● DIRECTIVE: Continue the passage on Saint Jean de Brebeuf from the point at which it stops.

● QUOTED TEXT:
Saint Jean de Brebeuf is the patron saint of Canada and the oldest of the eight Canadian martyrs. He was told more than once that he couldn’t pursue his vocation as a missionary, because of either his health problems or his size. Often as moms, we are told similar things.

Doctors may tell us that our bodies aren’t suited for conception or natural birth. Health problems may make us question whether we’d be good moms or not. Yet St. Jean didn’t let these “no’s” stop him from doing what God had called him to do. We can ask him to pray for us as we discern and pursue our own vocations as moms.

St. Jean de Brebeuf, Canadian martyr and missionary to the Huron of New France.

 

Saint Jean de Brebeuf was born in Normandy, France, on March 25, 1593.  According to The Catholic Encyclopedia, he wanted only to serve the Jesuits as a lay brother. He joined the order in October or November 1617 after studying humanities, philosophy, and moral theology.

Four years later, his studied were interrupted by health problems (likely tuberculosis), limiting his theological knowledge.  Historian John J. Wynne says “he could not make the usual studies of the young Jesuit, nor could he teach for any length of time” (The Jesuit Martyrs of North America). Despite this, he “studied theology sufficiently to qualify for ordination in the unusually short time, for one of his Order, of six years” (Wynne) and was ordained in 1622.

Saint Jean de Brebeuf arrives in New France

He arrived in New France in June 1625. There he spent the winter on a hunting expedition with the Montagnais, learning to travel and eat like a native.  The following summer, a group of Huron arrived in Quebec to trade. Fr. Brébeuf asked to accompany them back to their village.  The Huron originally declined to take Fr. Brébeuf because of his huge stature.  With some bribes, he “was permitted into a canoe on the condition he would not move” (Jesuit Curia in Rome).

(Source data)
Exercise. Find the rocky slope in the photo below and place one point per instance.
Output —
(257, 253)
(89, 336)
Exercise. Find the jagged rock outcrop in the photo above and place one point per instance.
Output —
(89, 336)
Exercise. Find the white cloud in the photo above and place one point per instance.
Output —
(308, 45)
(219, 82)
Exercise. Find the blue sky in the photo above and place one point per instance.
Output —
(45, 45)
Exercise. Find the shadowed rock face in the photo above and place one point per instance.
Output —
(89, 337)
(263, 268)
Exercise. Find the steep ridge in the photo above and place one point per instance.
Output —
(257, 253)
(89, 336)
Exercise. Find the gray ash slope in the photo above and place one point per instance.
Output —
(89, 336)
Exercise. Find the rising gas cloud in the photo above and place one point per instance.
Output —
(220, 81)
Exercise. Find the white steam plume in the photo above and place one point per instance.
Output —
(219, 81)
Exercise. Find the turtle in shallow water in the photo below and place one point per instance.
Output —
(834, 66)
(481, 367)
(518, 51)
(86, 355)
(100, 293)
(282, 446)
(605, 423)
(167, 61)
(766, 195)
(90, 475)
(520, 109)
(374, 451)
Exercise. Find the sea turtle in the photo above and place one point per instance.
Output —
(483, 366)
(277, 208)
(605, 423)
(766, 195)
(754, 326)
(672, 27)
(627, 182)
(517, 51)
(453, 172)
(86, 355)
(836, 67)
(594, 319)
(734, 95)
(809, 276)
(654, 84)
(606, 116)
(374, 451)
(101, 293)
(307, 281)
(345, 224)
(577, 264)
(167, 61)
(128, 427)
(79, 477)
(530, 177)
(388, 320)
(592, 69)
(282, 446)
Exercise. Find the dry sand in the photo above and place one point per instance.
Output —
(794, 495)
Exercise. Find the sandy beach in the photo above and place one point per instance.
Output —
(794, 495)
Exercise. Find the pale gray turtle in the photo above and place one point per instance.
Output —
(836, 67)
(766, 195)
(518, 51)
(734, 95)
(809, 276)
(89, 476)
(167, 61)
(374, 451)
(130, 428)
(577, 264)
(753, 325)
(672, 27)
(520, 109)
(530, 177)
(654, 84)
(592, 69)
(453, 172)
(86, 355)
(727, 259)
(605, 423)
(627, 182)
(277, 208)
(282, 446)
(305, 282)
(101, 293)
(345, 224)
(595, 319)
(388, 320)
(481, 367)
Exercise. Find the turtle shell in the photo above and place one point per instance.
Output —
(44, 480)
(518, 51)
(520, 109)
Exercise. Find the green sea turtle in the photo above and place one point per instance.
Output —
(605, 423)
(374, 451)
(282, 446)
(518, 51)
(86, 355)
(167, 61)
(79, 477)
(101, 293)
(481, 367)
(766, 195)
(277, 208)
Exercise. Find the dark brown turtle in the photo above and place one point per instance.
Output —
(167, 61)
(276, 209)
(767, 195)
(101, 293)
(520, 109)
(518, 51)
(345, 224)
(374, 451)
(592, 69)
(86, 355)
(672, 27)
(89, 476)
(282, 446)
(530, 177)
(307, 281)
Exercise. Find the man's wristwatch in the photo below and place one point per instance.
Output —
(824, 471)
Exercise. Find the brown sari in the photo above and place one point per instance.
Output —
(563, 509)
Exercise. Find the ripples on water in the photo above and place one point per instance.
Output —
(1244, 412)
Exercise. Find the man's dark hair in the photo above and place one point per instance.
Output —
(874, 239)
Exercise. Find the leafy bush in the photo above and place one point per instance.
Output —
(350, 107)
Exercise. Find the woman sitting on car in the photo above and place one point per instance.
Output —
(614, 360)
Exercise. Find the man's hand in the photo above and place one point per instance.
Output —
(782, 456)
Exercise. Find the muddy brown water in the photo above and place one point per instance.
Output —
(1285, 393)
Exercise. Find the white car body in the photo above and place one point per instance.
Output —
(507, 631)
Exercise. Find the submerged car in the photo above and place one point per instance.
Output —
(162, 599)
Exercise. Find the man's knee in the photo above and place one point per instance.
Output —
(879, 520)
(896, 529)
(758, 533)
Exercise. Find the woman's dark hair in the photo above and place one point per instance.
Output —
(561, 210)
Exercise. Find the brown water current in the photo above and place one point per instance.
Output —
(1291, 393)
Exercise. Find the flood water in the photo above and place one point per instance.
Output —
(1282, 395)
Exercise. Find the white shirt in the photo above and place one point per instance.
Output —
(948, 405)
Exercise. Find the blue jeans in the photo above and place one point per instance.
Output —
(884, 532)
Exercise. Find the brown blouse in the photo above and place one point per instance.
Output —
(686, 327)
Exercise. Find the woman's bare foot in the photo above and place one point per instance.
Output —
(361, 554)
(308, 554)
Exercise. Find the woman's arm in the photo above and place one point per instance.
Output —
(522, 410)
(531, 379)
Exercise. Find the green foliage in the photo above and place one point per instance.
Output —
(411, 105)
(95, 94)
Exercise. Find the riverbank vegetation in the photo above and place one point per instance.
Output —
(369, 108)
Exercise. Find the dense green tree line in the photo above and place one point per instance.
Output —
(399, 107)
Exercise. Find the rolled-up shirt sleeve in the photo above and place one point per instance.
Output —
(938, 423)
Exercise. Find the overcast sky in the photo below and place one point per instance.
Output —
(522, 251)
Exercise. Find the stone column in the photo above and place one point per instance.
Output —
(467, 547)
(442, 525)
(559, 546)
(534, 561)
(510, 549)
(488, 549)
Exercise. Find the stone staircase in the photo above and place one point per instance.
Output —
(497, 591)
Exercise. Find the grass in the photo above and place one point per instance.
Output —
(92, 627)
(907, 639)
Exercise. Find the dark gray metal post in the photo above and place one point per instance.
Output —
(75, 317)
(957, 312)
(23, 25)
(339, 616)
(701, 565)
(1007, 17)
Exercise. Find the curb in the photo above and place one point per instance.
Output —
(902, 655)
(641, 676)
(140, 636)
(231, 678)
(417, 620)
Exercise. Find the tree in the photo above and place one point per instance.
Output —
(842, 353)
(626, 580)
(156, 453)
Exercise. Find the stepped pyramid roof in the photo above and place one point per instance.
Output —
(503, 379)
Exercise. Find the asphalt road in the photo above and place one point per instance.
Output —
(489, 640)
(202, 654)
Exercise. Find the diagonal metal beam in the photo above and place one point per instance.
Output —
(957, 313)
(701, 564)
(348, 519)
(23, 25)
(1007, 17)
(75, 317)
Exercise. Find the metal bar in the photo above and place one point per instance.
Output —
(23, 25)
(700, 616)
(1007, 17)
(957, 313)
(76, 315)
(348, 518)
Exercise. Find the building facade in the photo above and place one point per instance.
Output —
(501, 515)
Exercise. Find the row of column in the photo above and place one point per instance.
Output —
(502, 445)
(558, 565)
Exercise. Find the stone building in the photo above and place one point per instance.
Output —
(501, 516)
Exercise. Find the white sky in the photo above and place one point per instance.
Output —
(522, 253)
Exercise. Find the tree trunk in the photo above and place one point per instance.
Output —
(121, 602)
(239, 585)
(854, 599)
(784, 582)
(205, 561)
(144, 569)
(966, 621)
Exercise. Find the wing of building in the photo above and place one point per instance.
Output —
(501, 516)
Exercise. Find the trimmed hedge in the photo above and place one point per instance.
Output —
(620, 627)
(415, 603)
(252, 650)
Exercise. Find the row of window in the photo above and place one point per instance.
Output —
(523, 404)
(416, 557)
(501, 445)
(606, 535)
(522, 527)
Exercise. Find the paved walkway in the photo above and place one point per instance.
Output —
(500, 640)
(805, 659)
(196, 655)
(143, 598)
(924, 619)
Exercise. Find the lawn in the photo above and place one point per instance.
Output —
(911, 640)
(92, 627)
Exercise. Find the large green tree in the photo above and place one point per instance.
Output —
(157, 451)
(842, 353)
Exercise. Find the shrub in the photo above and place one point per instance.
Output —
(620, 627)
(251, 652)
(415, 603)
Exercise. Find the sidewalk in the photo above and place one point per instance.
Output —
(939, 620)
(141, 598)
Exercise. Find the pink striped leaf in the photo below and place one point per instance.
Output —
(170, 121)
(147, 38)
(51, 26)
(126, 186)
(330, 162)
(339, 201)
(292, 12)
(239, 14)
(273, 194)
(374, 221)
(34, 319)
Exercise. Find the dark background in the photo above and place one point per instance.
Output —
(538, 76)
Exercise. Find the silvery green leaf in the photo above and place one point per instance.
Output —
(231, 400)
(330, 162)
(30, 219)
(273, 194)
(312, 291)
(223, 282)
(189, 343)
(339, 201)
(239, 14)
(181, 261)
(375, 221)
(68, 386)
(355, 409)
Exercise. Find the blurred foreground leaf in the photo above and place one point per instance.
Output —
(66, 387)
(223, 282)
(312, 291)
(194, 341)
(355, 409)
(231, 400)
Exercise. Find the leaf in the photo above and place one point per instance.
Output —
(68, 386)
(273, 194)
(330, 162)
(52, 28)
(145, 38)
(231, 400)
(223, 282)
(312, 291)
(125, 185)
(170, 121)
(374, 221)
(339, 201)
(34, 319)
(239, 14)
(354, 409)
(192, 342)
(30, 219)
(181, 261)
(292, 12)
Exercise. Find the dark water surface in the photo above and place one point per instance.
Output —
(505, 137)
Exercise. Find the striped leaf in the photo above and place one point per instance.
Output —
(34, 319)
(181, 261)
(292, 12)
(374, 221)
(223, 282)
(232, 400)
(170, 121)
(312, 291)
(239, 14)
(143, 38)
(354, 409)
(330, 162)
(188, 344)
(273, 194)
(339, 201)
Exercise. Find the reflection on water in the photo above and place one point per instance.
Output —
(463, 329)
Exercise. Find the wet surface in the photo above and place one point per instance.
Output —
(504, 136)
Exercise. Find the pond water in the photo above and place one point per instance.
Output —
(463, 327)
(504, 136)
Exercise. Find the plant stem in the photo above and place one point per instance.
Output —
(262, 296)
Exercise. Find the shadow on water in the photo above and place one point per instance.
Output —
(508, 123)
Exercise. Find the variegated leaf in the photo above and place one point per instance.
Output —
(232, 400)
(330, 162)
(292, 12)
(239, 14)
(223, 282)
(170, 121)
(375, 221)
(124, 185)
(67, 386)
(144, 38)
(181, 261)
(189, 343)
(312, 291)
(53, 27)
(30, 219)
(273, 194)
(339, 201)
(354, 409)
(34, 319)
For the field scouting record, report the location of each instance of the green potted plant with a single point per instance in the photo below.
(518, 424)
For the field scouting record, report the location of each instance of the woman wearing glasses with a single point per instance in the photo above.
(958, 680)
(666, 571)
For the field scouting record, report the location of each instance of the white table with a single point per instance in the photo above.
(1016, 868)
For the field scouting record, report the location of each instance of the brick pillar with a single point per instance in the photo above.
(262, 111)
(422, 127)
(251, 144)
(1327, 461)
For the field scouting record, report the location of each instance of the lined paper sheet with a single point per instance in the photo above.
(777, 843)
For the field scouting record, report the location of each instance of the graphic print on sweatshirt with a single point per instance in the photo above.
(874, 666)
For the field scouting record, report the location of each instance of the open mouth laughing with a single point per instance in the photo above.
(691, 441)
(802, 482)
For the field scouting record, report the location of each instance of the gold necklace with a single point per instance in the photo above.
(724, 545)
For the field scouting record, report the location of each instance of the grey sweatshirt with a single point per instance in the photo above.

● EXERCISE OUTPUT:
During the trip, Fr. Brébeuf’s great strength came in handy over the many portages.  Wynne notes that the trip from Quebec to Huronia “was no pleasure-trip.  The distance from Quebec is not more than six hundred miles.  The trail and water route, however, was fully nine hundred, owing to the need of avoiding difficult country, and of keeping away from the Iroquois.”  They arrived safely in Huronia and established the first Jesuit mission near Georgian Bay.

Saint Jean de Brebeuf with the Huron

From 1626 to 1629, Fr. Brébeuf worked to learn the Huron language and customs.  He apparently had a gift for languages and soon wrote a Huron grammar, as well as a catechism and phrase book.  He observed the Indians playing a game they called baggataway, and may have been the one to suggest its modern name, based on the similarity of the stick used to a bishop’s crozier (la crosse).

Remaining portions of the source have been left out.